Start Records supplied

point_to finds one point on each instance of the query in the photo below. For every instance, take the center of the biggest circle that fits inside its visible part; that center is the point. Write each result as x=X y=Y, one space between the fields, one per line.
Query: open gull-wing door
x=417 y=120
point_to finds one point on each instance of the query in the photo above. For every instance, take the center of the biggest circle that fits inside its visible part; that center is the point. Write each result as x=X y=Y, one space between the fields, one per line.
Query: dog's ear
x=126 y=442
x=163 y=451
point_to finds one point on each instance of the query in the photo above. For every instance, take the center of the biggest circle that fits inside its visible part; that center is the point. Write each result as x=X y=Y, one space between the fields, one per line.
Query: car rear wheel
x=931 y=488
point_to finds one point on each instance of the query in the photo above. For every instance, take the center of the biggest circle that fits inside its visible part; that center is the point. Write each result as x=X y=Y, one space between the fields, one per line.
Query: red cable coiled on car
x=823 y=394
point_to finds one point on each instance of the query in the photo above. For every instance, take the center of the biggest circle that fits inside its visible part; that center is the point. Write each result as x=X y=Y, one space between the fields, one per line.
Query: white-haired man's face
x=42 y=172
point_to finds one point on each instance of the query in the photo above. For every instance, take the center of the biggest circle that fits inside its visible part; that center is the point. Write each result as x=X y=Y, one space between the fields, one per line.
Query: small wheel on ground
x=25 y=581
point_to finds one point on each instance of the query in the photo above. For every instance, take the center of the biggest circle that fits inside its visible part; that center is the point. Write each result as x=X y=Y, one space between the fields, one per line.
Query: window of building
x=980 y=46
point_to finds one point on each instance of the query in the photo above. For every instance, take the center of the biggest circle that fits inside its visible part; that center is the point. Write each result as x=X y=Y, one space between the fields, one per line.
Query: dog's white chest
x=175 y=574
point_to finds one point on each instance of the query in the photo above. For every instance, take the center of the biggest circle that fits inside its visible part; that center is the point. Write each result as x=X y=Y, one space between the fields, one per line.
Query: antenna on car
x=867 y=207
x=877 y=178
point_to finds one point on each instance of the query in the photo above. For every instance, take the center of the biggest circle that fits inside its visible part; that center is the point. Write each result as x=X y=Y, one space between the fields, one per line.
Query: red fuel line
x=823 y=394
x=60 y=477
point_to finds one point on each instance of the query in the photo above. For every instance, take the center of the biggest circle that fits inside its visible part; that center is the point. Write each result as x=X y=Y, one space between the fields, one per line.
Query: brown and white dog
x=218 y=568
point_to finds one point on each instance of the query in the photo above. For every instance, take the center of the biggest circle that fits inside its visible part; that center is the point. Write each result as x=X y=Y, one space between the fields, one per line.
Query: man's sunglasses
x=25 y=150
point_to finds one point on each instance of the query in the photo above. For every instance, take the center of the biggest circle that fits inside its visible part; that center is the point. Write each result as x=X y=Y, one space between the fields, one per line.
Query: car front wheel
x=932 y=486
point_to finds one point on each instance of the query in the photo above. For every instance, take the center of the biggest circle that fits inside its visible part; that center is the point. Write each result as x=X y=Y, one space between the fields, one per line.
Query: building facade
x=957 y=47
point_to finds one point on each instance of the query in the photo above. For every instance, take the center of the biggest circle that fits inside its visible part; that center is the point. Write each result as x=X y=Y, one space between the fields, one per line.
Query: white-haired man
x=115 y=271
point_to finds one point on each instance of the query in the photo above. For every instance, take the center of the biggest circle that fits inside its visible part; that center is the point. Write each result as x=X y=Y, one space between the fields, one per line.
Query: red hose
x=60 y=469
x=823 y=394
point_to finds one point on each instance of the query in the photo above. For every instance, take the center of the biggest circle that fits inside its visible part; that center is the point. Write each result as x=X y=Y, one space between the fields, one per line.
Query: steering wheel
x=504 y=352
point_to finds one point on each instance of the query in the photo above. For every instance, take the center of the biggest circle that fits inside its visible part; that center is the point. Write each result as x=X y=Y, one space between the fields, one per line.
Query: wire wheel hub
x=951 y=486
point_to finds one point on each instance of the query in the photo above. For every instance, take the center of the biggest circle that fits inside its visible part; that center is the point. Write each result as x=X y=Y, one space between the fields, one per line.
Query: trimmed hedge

End Records supplied

- _Do this_: Transcribe the records above exactly as they appear.

- _Exercise answer_:
point_to finds one point on each instance of the query in the photo below. For every instance, take the center of the biggest circle that fits inside its visible part; that center is the point. Write each result as x=X y=Y, one space between the fields, one per line.
Query: open gull-wing door
x=417 y=120
point_to finds one point on each instance of the query in the photo above. For every instance, take the center of the biggest circle that fits inside its visible part; that center is the point. Write each result as x=X y=Y, one space between the fields, one per line.
Query: dog's ear
x=126 y=442
x=163 y=451
point_to finds one point on each instance of the query in the photo above. For every instance, take the center of the biggest circle that fits inside its visible part; that center is the point. Write each result as x=X y=Y, one space between the fields, one per line.
Query: car rear wheel
x=931 y=488
point_to finds one point on each instance of the query in the photo above. For every instance, take the center of the biggest circle that fits inside its visible part; that center is the point. Write each result as x=X y=Y, one space between the fields, one per line.
Query: red cable coiled on car
x=823 y=394
point_to finds one point on each instance of the query in the photo above. For every instance, take the center of the biggest circle that fits inside its visible part; that center is the point. Write each result as x=X y=Y, one space between the fields, one per line.
Query: white-haired man's face
x=42 y=172
point_to finds one point on each instance of the query in the photo above. For every instance, take the center of the biggest circle that fits inside its visible part; that center is the point. Write each result as x=X y=Y, one space between the fields, one per line.
Query: small wheel on ground
x=25 y=581
point_to finds one point on each instance of the query in the photo above. For every instance, take the center of the biggest circle that fits inside its visible part; that center is the point. Write each result as x=X y=Y, one space between the fields, one per line.
Query: window of building
x=980 y=46
point_to finds one point on each instance of the query in the photo above. For every instance, take the center of the biggest circle that fits inside its visible part; that center is the point. Write each result as x=X y=Y, one space between the fields, one per line.
Query: dog's white chest
x=175 y=574
point_to finds one point on each instance of the query in the photo above. For every instance, take the center of the biggest circle that fits inside its visible part; that center is the point. Write each result as x=X y=Y, one space between the fields, one per line.
Query: antenna on car
x=867 y=207
x=877 y=178
point_to finds one point on each instance of the query in the photo above. For every instance, take the center of the biggest circle that fits inside its visible part; that center is the point. Write each result as x=X y=Y, one space between the fields, one per line.
Query: red fuel line
x=823 y=394
x=60 y=477
point_to finds one point on each instance of the query in the photo above. For every instance, take the center of the biggest circle that fits inside its visible part; that center is the point. Write each result as x=X y=Y, one space between the fields, one per line.
Query: brown and white dog
x=218 y=568
point_to finds one point on each instance of the query in the photo above. For every instance, take the center of the biggest circle that fits inside its visible part; that center is the point. Write each result as x=X y=Y, one space between the fields, one per line.
Query: man's sunglasses
x=25 y=150
point_to finds one point on each instance of the query in the photo above. For every instance, take the center of the biggest circle that fits inside its visible part; that center is the point. Write each result as x=X y=Y, one space between the fields, one per line.
Query: car front wheel
x=932 y=486
point_to finds one point on each instance of the query in the photo above. For every instance, take the center of the biggest circle that fits inside its visible part; that center is the point. Write each result as x=X y=Y, one space between the fields, one per line.
Query: building facade
x=957 y=47
point_to finds one point on each instance of the query in the photo above. For every instance, take the center of the biggest circle that fits inside its visible part; that center is the point. Write each result as x=X y=Y, one space between the fields, one per line.
Query: white-haired man
x=115 y=271
point_to finds one point on each instance of the query in the photo above. For every instance, take the center of the biggest circle that fits inside its visible part; that center is the point. Write each result as x=X y=Y, one space between the fields, one per line.
Query: red hose
x=60 y=469
x=823 y=394
point_to finds one point on each instance of the query in the photo above. For every instance, take the center of the biggest circle that fits inside its visible part; that center is the point. Write each result as x=X y=Y, one space between the fields, one per line.
Query: steering wheel
x=504 y=352
point_to finds one point on each instance of the query in the photo above. For every instance, take the center of the biggest circle that fits inside its visible part; that center is the point. Write each result as x=X y=Y, one space between the fields, one per line.
Query: wire wheel hub
x=951 y=486
point_to finds one point on each instance of the query in the photo above. For every instance, take the center of the biggest circle that fits inside its visible part; that center is the point. Write each result as x=X y=Y, one space between the fields, one per line.
Query: trimmed hedge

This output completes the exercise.